**Goal of the exercise:**
Search the listing below for the line containing "Where can the black brick". From there through the line containing "Where can the mustard", transcribe every line exactly, both ends included.

▬▬▬▬▬▬

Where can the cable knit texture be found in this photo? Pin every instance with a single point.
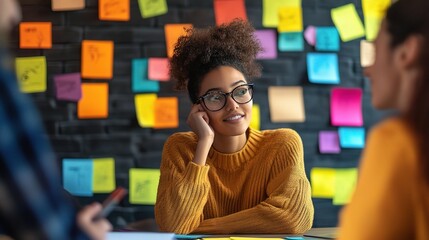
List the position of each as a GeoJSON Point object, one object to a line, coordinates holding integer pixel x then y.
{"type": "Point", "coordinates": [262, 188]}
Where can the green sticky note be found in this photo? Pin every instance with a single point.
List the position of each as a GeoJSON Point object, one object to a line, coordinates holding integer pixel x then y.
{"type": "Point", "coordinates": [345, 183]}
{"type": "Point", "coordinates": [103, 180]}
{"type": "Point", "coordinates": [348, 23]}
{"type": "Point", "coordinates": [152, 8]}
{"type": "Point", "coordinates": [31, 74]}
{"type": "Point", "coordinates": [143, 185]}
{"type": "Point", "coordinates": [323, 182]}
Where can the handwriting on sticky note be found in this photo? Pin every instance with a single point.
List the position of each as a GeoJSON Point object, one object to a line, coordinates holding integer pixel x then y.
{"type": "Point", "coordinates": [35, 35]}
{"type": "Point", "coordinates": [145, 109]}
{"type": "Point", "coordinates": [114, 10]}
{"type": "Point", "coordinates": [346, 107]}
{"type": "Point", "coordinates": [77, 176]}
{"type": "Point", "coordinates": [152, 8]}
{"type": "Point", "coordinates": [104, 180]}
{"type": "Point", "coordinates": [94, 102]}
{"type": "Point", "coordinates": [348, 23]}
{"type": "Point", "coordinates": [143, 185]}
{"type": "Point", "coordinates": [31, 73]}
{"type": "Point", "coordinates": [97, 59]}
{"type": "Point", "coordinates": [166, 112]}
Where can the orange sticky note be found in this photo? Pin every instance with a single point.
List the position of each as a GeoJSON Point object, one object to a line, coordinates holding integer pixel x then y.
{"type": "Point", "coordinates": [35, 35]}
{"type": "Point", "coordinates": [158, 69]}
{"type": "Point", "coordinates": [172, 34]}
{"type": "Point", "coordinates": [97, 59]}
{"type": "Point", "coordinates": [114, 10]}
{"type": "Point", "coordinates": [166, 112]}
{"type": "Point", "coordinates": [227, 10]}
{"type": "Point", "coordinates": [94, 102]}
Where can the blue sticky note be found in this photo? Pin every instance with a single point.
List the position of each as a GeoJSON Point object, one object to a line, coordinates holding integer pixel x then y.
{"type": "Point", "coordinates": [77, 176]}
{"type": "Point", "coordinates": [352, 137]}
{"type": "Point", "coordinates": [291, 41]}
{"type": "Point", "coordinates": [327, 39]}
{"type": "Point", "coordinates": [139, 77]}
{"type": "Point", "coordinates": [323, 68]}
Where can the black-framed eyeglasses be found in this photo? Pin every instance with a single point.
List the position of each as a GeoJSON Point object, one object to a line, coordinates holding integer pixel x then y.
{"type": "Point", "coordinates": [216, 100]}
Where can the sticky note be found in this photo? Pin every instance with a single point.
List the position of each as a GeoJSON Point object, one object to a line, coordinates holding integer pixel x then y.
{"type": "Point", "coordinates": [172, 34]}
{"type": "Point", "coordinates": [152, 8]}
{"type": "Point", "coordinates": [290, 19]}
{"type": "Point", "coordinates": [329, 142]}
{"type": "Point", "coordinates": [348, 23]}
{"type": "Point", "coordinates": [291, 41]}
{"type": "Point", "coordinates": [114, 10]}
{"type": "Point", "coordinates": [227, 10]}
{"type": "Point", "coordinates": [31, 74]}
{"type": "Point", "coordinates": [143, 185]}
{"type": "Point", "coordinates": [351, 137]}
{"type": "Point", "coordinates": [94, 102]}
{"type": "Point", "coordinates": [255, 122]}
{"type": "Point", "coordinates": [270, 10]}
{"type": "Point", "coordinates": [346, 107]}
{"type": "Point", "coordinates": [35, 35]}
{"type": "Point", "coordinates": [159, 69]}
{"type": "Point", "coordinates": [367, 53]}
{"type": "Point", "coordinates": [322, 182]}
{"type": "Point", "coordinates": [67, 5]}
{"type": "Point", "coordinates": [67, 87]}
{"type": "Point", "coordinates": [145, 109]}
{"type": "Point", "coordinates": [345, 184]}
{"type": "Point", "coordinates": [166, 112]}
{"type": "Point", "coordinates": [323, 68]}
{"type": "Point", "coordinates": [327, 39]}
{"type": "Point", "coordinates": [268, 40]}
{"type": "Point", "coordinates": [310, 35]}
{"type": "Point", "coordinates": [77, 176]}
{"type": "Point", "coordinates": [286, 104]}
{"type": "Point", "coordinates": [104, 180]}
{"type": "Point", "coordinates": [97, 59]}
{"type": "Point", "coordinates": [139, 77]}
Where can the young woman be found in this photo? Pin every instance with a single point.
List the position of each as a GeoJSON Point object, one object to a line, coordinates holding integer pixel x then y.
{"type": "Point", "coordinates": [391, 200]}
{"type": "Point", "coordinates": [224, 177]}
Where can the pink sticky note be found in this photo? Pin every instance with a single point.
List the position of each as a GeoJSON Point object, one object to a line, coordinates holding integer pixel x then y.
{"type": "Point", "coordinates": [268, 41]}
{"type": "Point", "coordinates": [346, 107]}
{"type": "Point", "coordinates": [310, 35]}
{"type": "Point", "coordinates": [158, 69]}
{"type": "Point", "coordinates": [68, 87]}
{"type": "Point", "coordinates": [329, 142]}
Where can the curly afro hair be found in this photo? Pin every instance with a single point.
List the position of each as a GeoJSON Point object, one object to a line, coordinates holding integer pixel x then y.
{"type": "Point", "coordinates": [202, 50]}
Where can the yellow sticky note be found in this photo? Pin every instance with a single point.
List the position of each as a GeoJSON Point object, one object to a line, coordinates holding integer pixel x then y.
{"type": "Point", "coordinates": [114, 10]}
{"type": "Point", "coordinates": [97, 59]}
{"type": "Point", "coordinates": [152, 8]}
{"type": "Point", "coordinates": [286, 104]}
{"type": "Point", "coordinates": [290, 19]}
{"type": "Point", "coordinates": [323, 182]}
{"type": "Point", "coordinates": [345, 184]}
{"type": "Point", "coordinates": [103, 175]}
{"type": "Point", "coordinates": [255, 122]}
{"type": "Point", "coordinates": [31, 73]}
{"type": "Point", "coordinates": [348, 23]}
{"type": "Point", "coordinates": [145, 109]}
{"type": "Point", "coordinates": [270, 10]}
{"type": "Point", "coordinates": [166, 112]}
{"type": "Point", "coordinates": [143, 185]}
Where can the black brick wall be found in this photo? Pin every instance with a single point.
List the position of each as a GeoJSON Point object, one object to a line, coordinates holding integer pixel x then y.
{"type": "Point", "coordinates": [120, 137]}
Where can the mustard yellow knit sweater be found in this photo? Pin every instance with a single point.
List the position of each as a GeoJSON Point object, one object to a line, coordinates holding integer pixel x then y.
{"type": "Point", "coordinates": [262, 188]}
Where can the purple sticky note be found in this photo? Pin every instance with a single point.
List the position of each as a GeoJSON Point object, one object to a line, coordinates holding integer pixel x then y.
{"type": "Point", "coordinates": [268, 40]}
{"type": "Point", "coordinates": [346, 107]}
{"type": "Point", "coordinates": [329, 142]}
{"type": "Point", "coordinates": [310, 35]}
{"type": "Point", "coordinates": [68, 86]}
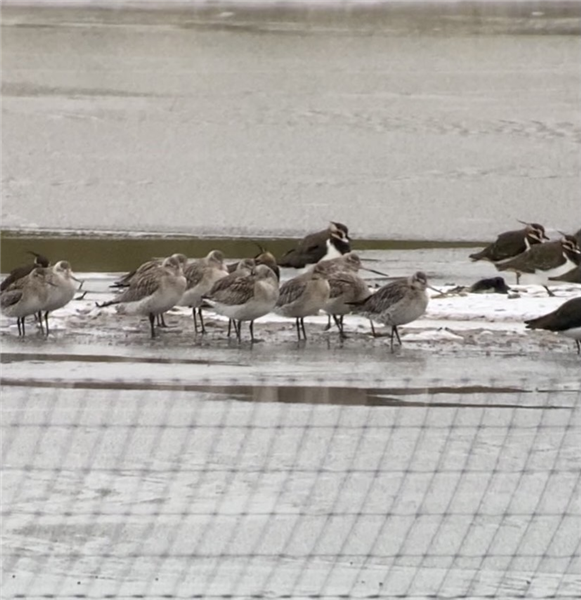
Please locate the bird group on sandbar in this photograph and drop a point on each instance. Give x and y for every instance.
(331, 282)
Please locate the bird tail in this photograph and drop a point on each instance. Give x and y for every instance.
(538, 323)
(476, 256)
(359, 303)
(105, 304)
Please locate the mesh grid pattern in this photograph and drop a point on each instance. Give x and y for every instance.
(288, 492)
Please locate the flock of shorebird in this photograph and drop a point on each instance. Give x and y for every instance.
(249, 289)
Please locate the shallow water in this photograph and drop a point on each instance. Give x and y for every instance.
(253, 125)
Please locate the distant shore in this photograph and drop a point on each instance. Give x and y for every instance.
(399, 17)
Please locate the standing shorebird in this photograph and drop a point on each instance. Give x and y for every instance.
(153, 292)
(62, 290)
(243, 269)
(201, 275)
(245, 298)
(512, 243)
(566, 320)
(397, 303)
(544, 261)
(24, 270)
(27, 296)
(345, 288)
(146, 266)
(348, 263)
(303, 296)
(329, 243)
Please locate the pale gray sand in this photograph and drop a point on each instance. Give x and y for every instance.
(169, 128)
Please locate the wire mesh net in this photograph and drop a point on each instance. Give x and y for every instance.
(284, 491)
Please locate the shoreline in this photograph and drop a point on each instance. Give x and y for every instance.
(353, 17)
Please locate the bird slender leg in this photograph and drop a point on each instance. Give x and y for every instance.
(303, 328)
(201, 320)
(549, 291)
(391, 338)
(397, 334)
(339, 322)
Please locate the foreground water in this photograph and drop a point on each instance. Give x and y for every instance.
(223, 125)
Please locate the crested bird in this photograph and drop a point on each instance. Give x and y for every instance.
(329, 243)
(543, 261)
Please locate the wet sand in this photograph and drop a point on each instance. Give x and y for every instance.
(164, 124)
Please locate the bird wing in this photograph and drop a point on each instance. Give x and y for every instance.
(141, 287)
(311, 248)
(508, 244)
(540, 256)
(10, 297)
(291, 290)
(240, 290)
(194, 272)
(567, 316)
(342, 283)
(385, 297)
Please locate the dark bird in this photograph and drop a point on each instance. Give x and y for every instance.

▬▬▬▬▬▬

**Expected answer:**
Where can the black brick wall be found in this photo? Pin every instance with a single point.
List the position of each as a GeoJSON Point object, one object to a line, coordinates holding integer pixel x then y.
{"type": "Point", "coordinates": [120, 137]}
Where can the mustard yellow knit sweater be found in this photo? Pin every instance with a single point.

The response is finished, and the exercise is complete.